Supplied passage:
»»
Candidate Profile from Congressional Quarterly

Stephanie Tubbs Jones (D) of Cleveland
Open Seat
  • Born: September 10, 1949, Cleveland.
  • Education: Case Western Reserve U., B.A., 1971, J.D., 1974.
  • Military Service: None.
  • Occupation: Lawyer.
  • Family: Husband, Mervyn; one child.
  • Religion: Baptist.
  • Political Career: Cuyahoga County judge, 1983-91; Cuyahoga County prosecutor, 1991-present.


  • Campaign Address: 2201 Stokes Blvd, Cleveland, OH 44108
  • Telephone: (216) 229-8928
  • Fax: (216) 229-8948
  • E-mail: Not reported.
  • Web: Not reported.

Tubbs Jones says her experience as a judge and county prosecutor in Cuyahoga County, which includes Cleveland, has prepared her to succeed 15-term Rep. Louis Stokes, an ideological soul mate she calls a "mentor and close friend."
««
Required tasks:
(a) According to the candidate profile, what position has Stephanie Tubbs Jones held from 1991 to the present?
(b) Repeat the part of the candidate profile that opens with the words containing "Candidate Profile from" and closes with "1971, J.D., 1974.".

Data for analysis:
»»
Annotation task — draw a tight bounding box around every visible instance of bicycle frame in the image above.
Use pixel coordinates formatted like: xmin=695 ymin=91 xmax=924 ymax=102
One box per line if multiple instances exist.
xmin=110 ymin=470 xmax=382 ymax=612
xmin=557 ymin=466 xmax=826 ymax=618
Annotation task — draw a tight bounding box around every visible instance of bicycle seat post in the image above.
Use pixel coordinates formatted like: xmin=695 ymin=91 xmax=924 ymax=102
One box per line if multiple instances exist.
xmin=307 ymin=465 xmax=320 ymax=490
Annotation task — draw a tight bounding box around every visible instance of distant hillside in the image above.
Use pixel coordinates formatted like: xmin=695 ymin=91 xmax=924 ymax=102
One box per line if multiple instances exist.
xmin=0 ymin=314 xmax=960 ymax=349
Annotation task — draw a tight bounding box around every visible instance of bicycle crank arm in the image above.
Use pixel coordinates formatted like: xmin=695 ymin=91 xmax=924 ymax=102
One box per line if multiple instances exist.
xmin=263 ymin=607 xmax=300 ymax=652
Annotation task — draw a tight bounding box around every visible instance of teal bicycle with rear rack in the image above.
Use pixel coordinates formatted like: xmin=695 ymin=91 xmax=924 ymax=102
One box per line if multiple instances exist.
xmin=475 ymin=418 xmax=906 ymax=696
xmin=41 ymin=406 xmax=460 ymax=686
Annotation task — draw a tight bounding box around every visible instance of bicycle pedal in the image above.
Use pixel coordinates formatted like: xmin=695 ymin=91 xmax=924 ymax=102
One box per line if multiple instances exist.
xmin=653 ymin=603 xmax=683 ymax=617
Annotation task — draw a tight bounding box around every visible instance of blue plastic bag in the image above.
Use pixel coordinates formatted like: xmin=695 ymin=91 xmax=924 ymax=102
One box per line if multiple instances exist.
««
Answers to each task:
(a) Cuyahoga County prosecutor.

(b)
Candidate Profile from Congressional Quarterly

Stephanie Tubbs Jones (D) of Cleveland
Open Seat
  • Born: September 10, 1949, Cleveland.
  • Education: Case Western Reserve U., B.A., 1971, J.D., 1974.